[Task description]
Count the lines in the material below that contain the string "column", treating uppercase and lowercase as different. Reply with the number alone.

[Dataset entries]

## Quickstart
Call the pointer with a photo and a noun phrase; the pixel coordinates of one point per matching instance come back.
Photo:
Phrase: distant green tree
---
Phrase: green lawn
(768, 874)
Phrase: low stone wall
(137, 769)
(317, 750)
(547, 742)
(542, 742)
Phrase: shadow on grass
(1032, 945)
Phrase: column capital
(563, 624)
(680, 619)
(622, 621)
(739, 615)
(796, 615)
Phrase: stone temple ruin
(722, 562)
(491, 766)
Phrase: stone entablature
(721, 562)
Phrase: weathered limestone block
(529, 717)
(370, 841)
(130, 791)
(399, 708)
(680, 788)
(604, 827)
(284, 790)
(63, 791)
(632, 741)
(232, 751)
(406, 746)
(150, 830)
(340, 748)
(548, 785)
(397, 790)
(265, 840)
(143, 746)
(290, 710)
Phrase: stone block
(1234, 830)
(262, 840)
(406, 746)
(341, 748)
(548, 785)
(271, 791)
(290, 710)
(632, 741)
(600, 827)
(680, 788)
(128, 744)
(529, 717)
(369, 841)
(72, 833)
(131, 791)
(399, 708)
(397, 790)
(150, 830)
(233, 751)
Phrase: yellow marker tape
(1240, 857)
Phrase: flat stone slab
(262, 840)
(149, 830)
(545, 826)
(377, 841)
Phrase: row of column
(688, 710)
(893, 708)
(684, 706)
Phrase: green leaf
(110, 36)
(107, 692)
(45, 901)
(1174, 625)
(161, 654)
* * *
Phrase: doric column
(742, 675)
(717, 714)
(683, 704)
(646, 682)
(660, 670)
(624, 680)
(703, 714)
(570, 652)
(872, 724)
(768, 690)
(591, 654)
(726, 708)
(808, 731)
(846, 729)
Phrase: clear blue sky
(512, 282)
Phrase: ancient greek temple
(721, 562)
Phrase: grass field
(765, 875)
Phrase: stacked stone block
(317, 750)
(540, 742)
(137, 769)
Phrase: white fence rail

[Answer to the problem]
3